** Task brief **
Reproduce every one of the following records word for word, keeping each line unchanged and in its original order.

** Material for this exercise **
------------------------------------------------

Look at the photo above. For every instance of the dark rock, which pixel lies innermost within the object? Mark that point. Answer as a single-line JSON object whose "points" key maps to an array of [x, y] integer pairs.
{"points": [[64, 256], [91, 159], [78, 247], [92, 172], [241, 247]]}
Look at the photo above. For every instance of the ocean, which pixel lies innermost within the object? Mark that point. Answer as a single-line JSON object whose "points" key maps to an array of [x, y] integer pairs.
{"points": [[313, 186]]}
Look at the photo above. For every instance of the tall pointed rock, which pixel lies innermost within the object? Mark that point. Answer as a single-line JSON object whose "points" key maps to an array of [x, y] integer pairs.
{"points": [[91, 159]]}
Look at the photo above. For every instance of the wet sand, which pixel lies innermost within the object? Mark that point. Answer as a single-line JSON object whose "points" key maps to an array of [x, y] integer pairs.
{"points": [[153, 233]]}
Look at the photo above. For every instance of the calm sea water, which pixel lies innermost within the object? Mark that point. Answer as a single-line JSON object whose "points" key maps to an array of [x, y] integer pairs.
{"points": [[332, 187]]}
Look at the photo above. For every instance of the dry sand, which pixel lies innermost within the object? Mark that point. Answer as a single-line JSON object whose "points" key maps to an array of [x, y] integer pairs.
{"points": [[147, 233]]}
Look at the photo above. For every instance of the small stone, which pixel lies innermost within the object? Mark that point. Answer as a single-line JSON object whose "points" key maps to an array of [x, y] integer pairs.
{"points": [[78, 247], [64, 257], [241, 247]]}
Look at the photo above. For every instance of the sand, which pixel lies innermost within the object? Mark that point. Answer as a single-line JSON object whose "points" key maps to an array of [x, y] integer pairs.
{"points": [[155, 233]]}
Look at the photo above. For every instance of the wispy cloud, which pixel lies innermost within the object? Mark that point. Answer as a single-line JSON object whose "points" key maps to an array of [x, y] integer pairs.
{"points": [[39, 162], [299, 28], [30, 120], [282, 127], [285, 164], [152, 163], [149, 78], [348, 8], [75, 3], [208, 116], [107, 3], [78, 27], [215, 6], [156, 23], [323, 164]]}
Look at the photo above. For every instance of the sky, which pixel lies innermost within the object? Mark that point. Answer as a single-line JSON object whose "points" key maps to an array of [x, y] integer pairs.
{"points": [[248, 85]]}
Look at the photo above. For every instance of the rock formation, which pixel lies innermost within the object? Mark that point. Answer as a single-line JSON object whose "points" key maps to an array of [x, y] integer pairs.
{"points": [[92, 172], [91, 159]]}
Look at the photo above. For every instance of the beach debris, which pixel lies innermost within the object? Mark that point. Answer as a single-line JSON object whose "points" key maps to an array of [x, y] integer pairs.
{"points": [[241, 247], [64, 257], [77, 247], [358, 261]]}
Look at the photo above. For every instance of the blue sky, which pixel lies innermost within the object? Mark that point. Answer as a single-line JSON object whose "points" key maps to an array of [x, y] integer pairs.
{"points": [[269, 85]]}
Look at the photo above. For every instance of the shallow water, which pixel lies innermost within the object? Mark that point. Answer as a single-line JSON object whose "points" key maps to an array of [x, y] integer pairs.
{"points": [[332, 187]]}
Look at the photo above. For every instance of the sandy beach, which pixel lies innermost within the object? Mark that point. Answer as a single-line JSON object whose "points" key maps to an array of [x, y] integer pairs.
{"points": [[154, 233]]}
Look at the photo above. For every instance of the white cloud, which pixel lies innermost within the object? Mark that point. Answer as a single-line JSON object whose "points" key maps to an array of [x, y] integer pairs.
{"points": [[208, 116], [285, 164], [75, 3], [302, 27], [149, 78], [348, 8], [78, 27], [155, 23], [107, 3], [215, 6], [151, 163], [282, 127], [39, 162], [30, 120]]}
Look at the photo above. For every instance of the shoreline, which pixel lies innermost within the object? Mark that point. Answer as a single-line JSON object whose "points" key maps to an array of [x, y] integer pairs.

------------------------------------------------

** Answer below **
Look at the photo above. For every instance of the dark rock, which pixel lies innermost within the object? Mark that point. Answer as a single-line JSON object whose "points" key maps to an array of [x, y] integer pairs.
{"points": [[64, 256], [91, 159], [78, 247], [92, 172], [241, 247]]}
Look at the photo above. For every instance of the ocean, which pixel lies innermost within the object? Mark that point. Answer as a single-line JSON object whose "points" key maps to an array of [x, y] integer pairs.
{"points": [[313, 186]]}
Look at the photo above. For every instance of the tall pointed rock, which pixel lies innermost within the object? Mark that point. Answer as a single-line JSON object whose "points" key maps to an array of [x, y] integer pairs.
{"points": [[91, 159]]}
Look at the photo above. For every instance of the wet sand, which pixel lies innermost within the object? Mark that point. Answer as a single-line JSON object whose "points" key maps to an array of [x, y] integer pairs.
{"points": [[153, 233]]}
Look at the photo above. For every instance of the calm sea water, which pixel lies innermost within the object? Mark that point. Answer as a single-line JSON object whose "points" key maps to an array of [x, y] integer pairs.
{"points": [[332, 187]]}
Look at the photo above. For every instance of the dry sand, which pixel lies innermost within the object? Mark that point. Answer as a single-line JSON object whose "points" key maps to an array of [x, y] integer pairs.
{"points": [[147, 233]]}
Look at the photo above. For every instance of the small stone, which pixel lies innermost within the object? Mark that point. Answer as a single-line JSON object whose "points" key maps to an array of [x, y] integer pairs.
{"points": [[78, 247], [64, 257], [241, 247]]}
Look at the photo above. For every instance of the sand, which pixel lies innermost within the object? Mark that point. Answer as a single-line JSON object whose "points" key maps to an array of [x, y] integer pairs.
{"points": [[155, 233]]}
Look at the photo above. For every instance of the wispy cloud, which pixel lies innermost within the object? Mark that point. Answer as a single-line JSON object whose "points" key maps to an array of [x, y] integer pairs.
{"points": [[39, 162], [299, 28], [30, 120], [282, 127], [285, 164], [152, 163], [149, 78], [348, 8], [75, 3], [208, 116], [107, 3], [78, 27], [215, 6], [156, 23], [323, 164]]}
Look at the photo above. For every instance of the sky, which pixel lies innermost within the object? Mark that point. Answer as a single-line JSON object whose "points" key maps to an array of [x, y] integer pairs.
{"points": [[248, 85]]}
Look at the photo above. For every instance of the rock formation, which pixel lies innermost within the object? Mark that point. Answer as a single-line JSON object whose "points" key maps to an array of [x, y] integer pairs.
{"points": [[92, 172], [91, 159]]}
Look at the photo above. For every instance of the beach debris, which pixel lies innermost within the object? Mark that point. Answer as a single-line JSON object whose "points" key maps to an array of [x, y] integer pairs.
{"points": [[241, 247], [64, 257], [77, 247], [358, 261]]}
Look at the photo above. For every instance of the blue sky, which pixel lies innermost within the object? Mark that point. Answer as a single-line JSON object whose "points" key maps to an array of [x, y] integer pairs.
{"points": [[269, 85]]}
Look at the photo above. For every instance of the shallow water, which pixel lies innermost within the object? Mark that point. Answer as a single-line JSON object whose "points" key maps to an array of [x, y] integer pairs.
{"points": [[332, 187]]}
Look at the photo above. For every instance of the sandy beach, which pixel lies innermost within the object? Mark that point. Answer as a single-line JSON object whose "points" key maps to an array of [x, y] integer pairs.
{"points": [[154, 233]]}
Look at the photo above. For every instance of the white cloud, which pixel lies innermost within the object? Mark that point. Answer as a single-line JSON object whose "points" key maps to an array of [x, y] integer pairs.
{"points": [[208, 116], [285, 164], [75, 3], [302, 27], [149, 78], [348, 8], [78, 27], [155, 23], [107, 3], [215, 6], [151, 163], [282, 127], [39, 162], [30, 120]]}
Look at the photo above. For every instance of the shoreline, which pixel lies innermost within the object? Mark that point. Answer as a single-line JSON object whose "points" key maps to an array of [x, y] integer pairs.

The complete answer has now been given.